PAGE EXTRACT:

--- Start ---

Dual memory networks: We posit that a good continual learning system needs to be fast at acquiring new tasks, but at the same time should also protect previously learnt tasks without losing performance on them. It is easy to see that these two requirements are conflicting in nature and hard to satisfy simultaneously. Hence, inspired by nature's solution to this problem, we propose a dual memory network to combat catastrophic forgetting.

Deep Generative Dual Memory Network

Figure 2: Deep Generative Dual Memory Network

Our model (DGDMN) shown in figure 2 comprises of a large deep generative memory (DGM) called the long-term memory (LTM) which maintains information about all previously learnt tasks, thereby emulating the human neocortical learning system, and a short-term memory (STM) which behaves similar to the human hippocampal system and learns new incoming tasks quickly without interfering with the existing performance on the previous tasks. The STM is a collection of small, dedicated, task-specific deep generative memories (called short-term task memory -- STTM), which can each learn one unique task. Whenever a new task comes in, if it is already in an STTM, the same STTM is used to retrain on it, otherwise a fresh STTM in the STM is allocated for the task. Additionally, if the task has been consolidated into the LTM previously, then the LTM reconstructs the incoming samples for that task using the generator (hence we use a VAE), predicts labels for the reconstructions using its learner and sends these newly generated samples to the STTM allocated to this task. This provides extra samples on tasks which have been learnt previously and helps to learn them better, while also preserving the previous performance on that task to some extent.

Once all STTMs in the STM are exhausted (say after learning $n_{STM}$ tasks), the architecture sleeps (like humans do) in order to consolidate all tasks in the STM into the LTM and free up the STTMs for new incoming tasks. While asleep, the STM generates samples of learnt tasks from all STTMs and sends them to the LTM, where these tasks are consolidated while preserving all the LTM's previous knowledge via deep generative replay (figure 2).

Testing with our architecture can be done after training on all tasks or even during intermediate steps. While predicting task labels for task $t$, if any STTM currently contains task $t$, it is used to predict the labels, else the prediction is deferred to the LTM. This allows us to take advantage of all the tasks seen uptil now (including the most recent ones).

--- End ---

Pointing dataset records:
--- Start ---

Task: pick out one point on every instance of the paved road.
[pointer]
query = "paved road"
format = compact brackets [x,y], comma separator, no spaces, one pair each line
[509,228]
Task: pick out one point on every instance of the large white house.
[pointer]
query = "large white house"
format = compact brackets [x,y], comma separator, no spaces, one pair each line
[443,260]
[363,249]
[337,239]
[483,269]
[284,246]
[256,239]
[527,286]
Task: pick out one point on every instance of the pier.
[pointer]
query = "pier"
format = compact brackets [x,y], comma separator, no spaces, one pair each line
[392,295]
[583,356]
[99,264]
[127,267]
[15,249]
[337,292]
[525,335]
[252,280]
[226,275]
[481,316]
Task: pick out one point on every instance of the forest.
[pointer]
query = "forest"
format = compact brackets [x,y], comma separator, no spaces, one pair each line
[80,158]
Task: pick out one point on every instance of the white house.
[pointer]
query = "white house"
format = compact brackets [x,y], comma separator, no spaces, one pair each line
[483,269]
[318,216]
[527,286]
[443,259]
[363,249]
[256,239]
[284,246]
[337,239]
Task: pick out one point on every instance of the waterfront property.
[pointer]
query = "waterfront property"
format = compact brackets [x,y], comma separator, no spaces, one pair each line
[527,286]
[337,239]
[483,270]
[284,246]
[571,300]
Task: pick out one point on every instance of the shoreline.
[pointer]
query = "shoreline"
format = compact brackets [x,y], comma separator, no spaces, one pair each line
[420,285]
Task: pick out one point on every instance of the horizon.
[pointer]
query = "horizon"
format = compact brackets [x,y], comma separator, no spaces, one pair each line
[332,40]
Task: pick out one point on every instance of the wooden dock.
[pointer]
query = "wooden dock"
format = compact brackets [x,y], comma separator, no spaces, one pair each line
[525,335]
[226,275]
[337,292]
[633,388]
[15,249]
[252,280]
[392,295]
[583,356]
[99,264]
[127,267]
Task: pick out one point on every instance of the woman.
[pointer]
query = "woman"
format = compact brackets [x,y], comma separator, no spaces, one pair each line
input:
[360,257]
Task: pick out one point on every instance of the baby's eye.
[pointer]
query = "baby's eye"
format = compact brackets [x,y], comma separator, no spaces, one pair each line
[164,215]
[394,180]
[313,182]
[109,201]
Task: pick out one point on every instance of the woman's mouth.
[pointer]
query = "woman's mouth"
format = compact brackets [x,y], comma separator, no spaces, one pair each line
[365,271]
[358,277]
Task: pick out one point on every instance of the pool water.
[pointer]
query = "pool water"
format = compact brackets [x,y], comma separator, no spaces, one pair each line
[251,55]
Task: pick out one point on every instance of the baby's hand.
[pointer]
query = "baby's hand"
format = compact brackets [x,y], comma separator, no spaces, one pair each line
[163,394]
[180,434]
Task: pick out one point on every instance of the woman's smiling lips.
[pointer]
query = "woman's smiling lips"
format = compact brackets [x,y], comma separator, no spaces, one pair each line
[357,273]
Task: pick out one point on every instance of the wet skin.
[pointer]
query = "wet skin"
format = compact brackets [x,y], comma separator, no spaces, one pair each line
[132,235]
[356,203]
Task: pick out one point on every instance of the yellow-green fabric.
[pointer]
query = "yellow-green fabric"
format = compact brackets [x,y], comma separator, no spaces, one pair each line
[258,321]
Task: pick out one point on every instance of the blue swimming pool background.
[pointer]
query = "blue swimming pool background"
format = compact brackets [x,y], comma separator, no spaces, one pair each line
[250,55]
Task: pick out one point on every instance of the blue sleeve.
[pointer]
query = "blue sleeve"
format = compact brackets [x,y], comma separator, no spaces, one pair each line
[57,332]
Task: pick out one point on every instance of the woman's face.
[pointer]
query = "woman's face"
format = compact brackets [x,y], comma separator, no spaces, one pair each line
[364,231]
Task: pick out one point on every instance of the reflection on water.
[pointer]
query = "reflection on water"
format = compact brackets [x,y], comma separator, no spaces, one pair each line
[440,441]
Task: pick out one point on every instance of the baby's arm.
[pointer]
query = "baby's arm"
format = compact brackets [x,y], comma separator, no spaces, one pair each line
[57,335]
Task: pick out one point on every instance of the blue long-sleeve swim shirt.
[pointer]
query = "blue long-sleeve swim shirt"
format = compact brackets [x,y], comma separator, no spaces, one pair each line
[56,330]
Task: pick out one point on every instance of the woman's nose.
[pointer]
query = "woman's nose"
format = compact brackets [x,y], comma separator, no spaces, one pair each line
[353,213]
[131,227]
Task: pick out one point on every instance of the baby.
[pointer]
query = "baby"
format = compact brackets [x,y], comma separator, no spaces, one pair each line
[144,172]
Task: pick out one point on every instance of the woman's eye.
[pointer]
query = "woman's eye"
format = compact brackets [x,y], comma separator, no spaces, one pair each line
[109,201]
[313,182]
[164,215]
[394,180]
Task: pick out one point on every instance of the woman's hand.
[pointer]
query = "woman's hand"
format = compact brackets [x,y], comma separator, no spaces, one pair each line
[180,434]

--- End ---

WHAT IS NEEDED:
Answer these questions from the dual memory network text above:
1. Which human system does the short-term memory behave similarly to?
2. What does the architecture do once all STTMs in the STM are exhausted?
3. When predicting labels for task $t$, where is the prediction deferred if no STTM currently contains that task?

RESULT OF THIS EXERCISE:
1. The human hippocampal system.
2. It sleeps to consolidate all tasks in the STM into the LTM and free up the STTMs for new incoming tasks.
3. To the LTM.